* **Given request 1**:
For each statement, say whether it agrees with the cycling diary below. Answer yes or no and quote the words that decide it.
(a) Paddy told the writer not to open the envelope until Holy Thursday.
(b) The writer's envelope held a pair of kings.
(c) The racing was very fast this morning.
* **Given request 2**:
Answer these questions from the cycling diary below:
(a) Who leads the An Post pro team staff into hotel reception?
(b) What stage of the Ras is the Thursday?
(c) How much weight does the writer reckon he is losing each day?
* **Given request 3**:
Carry on the cycling diary below from its last sentence.

* **Given text**:
---

Best laughs at the Ras over the last 24 hours have been the An post  pro team staff, lead by Kurt (their manager) walking into hotel reception- REAL MEAN, like the James gang from High noon. "Ya for sure!" In a don't mess with us or else! type way.  And The Swiss BMC team wearing matching red white and blue tracksuits like pro teams did in the 80's. They look like the 1979 Russian javelin squad.

My friend Paddy slipped an envelope into my hand  before I left for the race. "Don't open it until holy Thursday" were the instructions.

I opened it like a coffin lid this morning to find 5 playing cards with a pair of nines with a message that the winning hand would decide my fate on the Donegal mountains. He emailed an image of his sealed  envelope with a pair of kings.  This wasn't a good omen.

The Thursday is the queen stage of the Ras. A real tough one to separate the men from the kings. For the county rider on the third page of the GC sheet- if you make Holy Thursday you will make it home on Sunday.

It wasn't mental fast this morning and I was delighted. After a dip in the sea with my stunning wife (guess who spell checks this?) and 2 kids and a pint in the evening sun last night- I felt relaxed and ready for anything. I can see how the pros are so lean as I reckon I'm losing a half a kilo a day at this craic. Hopefully by the end of the week I will be at the racing weight I should have started this wee spin at.

---

* **Data section**:
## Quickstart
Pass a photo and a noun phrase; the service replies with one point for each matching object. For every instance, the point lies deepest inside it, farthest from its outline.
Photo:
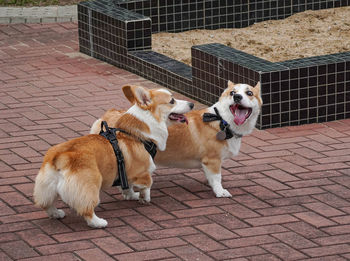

---

* **Right answer 1**:
(a) Yes: "Don't open it until holy Thursday"
(b) No: "5 playing cards with a pair of nines"
(c) No: "It wasn't mental fast this morning"

* **Right answer 2**:
(a) Kurt, their manager
(b) The queen stage
(c) Half a kilo

* **Right answer 3**:
Out the back over the first climb of Barnsmore gap wasn't nice. The open, 3km climb we shifted over 40kph but the line broke in the last 500 and it took the man with the biggest pistons in Irish cycling Aidan Crowley  to shout "Get OWYT" and form an echelon, for a rage of hard riding to regain the bunch. The look on the nice RTS guy from Taiwan was priceless and the first of seven climbs was ticked.

There is no way in heelll I can get over a cat one climb with some of these children born in the 90's! Its not lack of confidence, its a simple basic understanding of physicis. So the plan was to dig in until Mamore and solo home smiling and whistling. All was going to plan-The group ate up the kms, between the climbs. I would get dropped and ride at 70kph on the descents to get back on. As I just passed the chief comm car on the fourth climb some poor lad stopped using 'the force' to steer himself and hit a wall. The wall didn't move or jump out, but the floored bike left hard braking and a gap. An uphill gap leading into the cat 2 climb and I was wasted. Legs hollow- breathing like the one you take before blowing up a ballon. I went from 53-12 to 39-16 in 20 meters. Gone.

By the time I hauled my limp carcas over the top the race was already at over a km away beneath me. So I relaxed into the stunning views. I will not be back at the Ras as a rider so it was just nice to savour the supportive screams of the flag waving school children and pretend to be good, one last time.

Unreal what this race does to an amateur as I road around the Atlantic coast to the bottom  of the second hardest climb in Ireland  and  it was easy to cruise 42kph. The big climb was class. No pressure only gravity. Loads of my friends at the top and finally the burn in my legs was glorious.

I felt like a dog with two mickies as I crossed the top in the afternoon Sun. After the frightening 1 kilometre straight down descent,the finish line was only 20k away with one little Cat. 3 climb to summit, I knew it wasn't a problem. Some man for one man!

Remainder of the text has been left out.